Start of Material for this exercise

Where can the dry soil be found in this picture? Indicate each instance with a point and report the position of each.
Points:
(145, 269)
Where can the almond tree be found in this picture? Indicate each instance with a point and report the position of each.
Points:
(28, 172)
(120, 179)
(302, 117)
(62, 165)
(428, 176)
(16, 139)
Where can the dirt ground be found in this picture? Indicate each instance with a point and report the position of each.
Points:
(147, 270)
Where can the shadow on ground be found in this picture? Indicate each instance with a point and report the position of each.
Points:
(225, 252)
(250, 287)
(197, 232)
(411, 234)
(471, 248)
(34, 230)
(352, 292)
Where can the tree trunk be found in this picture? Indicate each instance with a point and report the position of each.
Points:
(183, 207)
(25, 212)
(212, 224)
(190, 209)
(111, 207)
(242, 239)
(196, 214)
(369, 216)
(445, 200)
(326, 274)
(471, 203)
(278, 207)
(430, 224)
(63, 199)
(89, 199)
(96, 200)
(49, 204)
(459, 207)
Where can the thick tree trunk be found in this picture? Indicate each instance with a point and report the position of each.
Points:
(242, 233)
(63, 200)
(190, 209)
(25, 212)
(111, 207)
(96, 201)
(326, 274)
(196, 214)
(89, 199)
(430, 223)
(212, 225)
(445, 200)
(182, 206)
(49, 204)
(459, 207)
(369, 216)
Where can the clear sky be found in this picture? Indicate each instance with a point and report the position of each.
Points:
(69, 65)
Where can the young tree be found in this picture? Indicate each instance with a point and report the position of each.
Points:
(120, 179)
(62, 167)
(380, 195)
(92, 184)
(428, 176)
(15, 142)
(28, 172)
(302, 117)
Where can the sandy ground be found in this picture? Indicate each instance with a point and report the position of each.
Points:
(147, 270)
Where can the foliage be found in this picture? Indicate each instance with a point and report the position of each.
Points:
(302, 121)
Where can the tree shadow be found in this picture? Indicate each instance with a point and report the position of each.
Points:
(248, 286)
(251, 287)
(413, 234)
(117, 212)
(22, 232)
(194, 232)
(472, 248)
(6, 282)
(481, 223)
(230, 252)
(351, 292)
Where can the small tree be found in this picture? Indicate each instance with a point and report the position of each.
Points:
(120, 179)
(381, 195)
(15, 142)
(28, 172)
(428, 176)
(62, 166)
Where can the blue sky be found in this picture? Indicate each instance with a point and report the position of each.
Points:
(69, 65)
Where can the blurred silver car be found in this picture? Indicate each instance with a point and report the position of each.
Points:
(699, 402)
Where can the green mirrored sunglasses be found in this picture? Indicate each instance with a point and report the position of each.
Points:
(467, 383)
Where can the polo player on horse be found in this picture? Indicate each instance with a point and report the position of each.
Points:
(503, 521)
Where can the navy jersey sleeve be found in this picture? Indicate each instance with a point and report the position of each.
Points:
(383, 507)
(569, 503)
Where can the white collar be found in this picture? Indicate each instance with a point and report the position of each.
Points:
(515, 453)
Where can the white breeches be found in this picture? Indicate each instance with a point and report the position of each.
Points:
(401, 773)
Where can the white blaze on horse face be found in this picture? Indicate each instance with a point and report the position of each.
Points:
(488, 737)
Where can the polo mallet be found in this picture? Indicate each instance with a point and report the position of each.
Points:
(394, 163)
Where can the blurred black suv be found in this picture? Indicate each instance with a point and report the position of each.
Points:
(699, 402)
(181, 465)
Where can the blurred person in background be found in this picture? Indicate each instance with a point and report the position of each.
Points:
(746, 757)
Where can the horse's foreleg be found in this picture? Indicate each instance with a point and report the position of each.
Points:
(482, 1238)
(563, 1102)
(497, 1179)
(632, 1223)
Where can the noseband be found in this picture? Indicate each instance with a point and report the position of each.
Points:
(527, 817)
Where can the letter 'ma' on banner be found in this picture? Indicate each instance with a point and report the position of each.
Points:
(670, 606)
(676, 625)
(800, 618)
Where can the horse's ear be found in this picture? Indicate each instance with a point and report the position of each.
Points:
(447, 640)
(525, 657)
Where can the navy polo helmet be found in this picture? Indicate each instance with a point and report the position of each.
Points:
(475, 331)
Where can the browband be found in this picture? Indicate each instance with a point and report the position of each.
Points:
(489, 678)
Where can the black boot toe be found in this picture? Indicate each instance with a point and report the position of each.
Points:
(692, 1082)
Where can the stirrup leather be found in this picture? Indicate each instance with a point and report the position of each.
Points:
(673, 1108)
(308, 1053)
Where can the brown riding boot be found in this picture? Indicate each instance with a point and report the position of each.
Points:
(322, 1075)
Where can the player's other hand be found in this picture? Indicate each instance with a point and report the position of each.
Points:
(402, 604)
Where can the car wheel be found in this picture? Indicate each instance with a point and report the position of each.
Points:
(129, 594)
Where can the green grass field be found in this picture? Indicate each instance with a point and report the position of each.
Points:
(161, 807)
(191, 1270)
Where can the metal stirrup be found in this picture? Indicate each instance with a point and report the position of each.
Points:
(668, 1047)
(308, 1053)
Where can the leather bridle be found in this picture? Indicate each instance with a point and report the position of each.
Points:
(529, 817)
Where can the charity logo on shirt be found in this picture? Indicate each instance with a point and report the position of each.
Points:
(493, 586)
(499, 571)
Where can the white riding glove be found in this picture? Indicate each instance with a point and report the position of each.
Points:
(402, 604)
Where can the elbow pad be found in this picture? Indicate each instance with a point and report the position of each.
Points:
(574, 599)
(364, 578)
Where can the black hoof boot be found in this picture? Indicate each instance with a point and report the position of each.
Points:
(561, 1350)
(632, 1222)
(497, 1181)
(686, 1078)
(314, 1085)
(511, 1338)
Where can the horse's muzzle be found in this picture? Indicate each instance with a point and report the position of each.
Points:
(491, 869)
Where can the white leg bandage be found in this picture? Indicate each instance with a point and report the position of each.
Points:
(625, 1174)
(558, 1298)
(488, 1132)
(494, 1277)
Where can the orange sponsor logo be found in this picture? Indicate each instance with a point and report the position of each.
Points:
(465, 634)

End of Material for this exercise

Task to complete: Please restate the whole listing word for word.

Result of the task:
Where can the dry soil be found in this picture? Indicate each instance with a point and report the position of each.
Points:
(145, 269)
Where can the almond tree be found in this picture? Indicate each instance with a point and report the position of each.
Points:
(28, 172)
(120, 179)
(302, 117)
(62, 165)
(428, 176)
(16, 139)
Where can the dirt ground be found in this picture? Indicate each instance with a point and report the position of each.
Points:
(147, 270)
Where can the shadow on ground be found in this picture? Indicate each instance with a point and report the position of each.
Points:
(225, 252)
(250, 287)
(197, 232)
(411, 234)
(471, 248)
(34, 230)
(352, 292)
Where can the tree trunk be found in this picture? Indicate each instance with a point and report the position of each.
Points:
(183, 207)
(25, 212)
(212, 224)
(190, 209)
(111, 207)
(242, 239)
(196, 214)
(369, 216)
(445, 200)
(326, 274)
(471, 203)
(278, 207)
(430, 224)
(63, 199)
(89, 199)
(96, 200)
(49, 204)
(459, 207)
Where can the thick tree trunk be found in this picture? Indicate each instance with a point and report the position of each.
Points:
(242, 233)
(63, 200)
(190, 209)
(25, 212)
(111, 207)
(96, 201)
(326, 274)
(196, 214)
(89, 199)
(430, 223)
(212, 225)
(445, 200)
(182, 206)
(49, 204)
(459, 207)
(369, 216)
Where can the clear sky be found in this picture? Indicate each instance with a point and report the position of each.
Points:
(69, 65)
Where can the young tree be found in this picture? Indicate each instance with a point and report the position of each.
Points:
(120, 179)
(62, 167)
(380, 195)
(92, 184)
(428, 176)
(15, 142)
(28, 172)
(302, 117)
Where can the sandy ground be found in this picture? Indicate each instance with a point and report the position of each.
Points:
(147, 270)
Where can the foliage be found in this picture? Indicate each instance with a point and report the position of each.
Points:
(302, 121)
Where can the tree shadow be found in this picture? Indicate each instance with a point and report the position of each.
Points:
(248, 286)
(251, 287)
(413, 234)
(117, 212)
(22, 232)
(194, 232)
(472, 248)
(6, 282)
(481, 223)
(230, 252)
(351, 292)
Where can the small tree be found in this picture? Indicate each instance with a point and report the position of each.
Points:
(120, 179)
(381, 195)
(15, 142)
(28, 172)
(428, 176)
(62, 166)
Where can the blue sky be found in this picture? Indicate each instance with a point and report the position of each.
Points:
(69, 65)
Where can the blurred silver car be found in this picture? Indicate each instance with a point and report the position of each.
Points:
(699, 402)
Where can the green mirrored sunglasses be found in this picture? Indicate each instance with a point and report the position of each.
Points:
(467, 383)
Where can the polo player on horse be found in this picture? Indicate each instance with a point and report the position of each.
Points:
(503, 521)
Where can the navy jersey sleeve be found in this picture? Indicate each instance with a point and report the position of each.
Points:
(383, 507)
(569, 503)
Where can the white collar be found in this picture? Indicate each instance with a point and report the position of each.
Points:
(515, 453)
Where can the white breeches be found in this picture? Indicate each instance with a point and report the position of each.
Points:
(401, 773)
Where can the white blaze on horse face be found in this picture? Indicate each instance with a point and report the position of each.
Points:
(488, 737)
Where can the polo mallet be found in this picture? Indicate each instance with a point and report the position of each.
Points:
(394, 163)
Where can the blurred black suv be found in this picture? Indicate each instance with a point and report the position of each.
Points:
(699, 402)
(181, 465)
Where can the blurred person in background be found in this picture? Indicate each instance with a point and report the position of each.
Points:
(746, 757)
Where can the horse's foreleg be found in this picture? Indicate each instance with a point and report the position of each.
Points:
(482, 1238)
(563, 1102)
(497, 1179)
(632, 1223)
Where can the noseband be found in this picture? Indicate each instance with a point and report the position of each.
Points:
(527, 817)
Where can the letter 'ma' on banner be found in this picture? Indicate each instance with a point and report the position of each.
Points:
(670, 606)
(676, 625)
(800, 618)
Where can the horse's ear be found in this picture? Indicate each instance with a point and report the position of each.
Points:
(447, 640)
(525, 657)
Where can the navy polo helmet be found in this picture? Indicate each instance with a point and report the position of each.
Points:
(475, 331)
Where can the browband be found in this picture? Indicate each instance with a point and report the position of each.
Points:
(489, 678)
Where can the black boot toe be found in this picture? Indicate each instance with a point and report the position of each.
Points:
(692, 1082)
Where can the stirrup leather be found in this picture? Indicate each instance with a point and report the position of each.
Points:
(673, 1108)
(308, 1053)
Where can the brown riding boot be found in this picture? Indicate each instance with a point and report the position of each.
Points:
(322, 1075)
Where can the player's other hand be found in this picture? Indicate each instance with a point and report the position of each.
Points:
(402, 604)
Where can the car wheel be found in this picture? Indicate each instance with a point and report the position of each.
Points:
(129, 594)
Where can the green grass field be found in this picture? Indicate each instance with a point and report the position of each.
Points:
(161, 807)
(191, 1270)
Where can the metal stirrup be found in this picture? Indicate each instance with a point and report the position of each.
Points:
(668, 1047)
(308, 1053)
Where can the leather bridle be found in this picture? Indicate each instance with a point and report the position of each.
Points:
(529, 817)
Where can the charity logo on shirt be found in this picture? Indicate each instance with a point and report the position of each.
Points:
(493, 586)
(499, 571)
Where can the white riding glove be found in this picture? Indicate each instance with a point and report the position of each.
Points:
(402, 604)
Where can the elbow pad be found in this picture? Indicate each instance with a point and report the position of each.
Points:
(574, 599)
(364, 578)
Where can the black hoof boot be found in this picture? Indicate each instance with a point and report the position of each.
Points:
(561, 1350)
(632, 1222)
(497, 1181)
(686, 1078)
(314, 1085)
(511, 1338)
Where can the horse's muzzle be found in this picture? Indicate each instance with a point and report the position of each.
Points:
(491, 869)
Where can the white leg bandage be found in this picture? Indicate each instance with a point and report the position of each.
Points:
(625, 1174)
(558, 1298)
(488, 1132)
(494, 1277)
Where can the orange sponsor logo be found in this picture? Indicate each instance with a point and report the position of each.
Points:
(465, 634)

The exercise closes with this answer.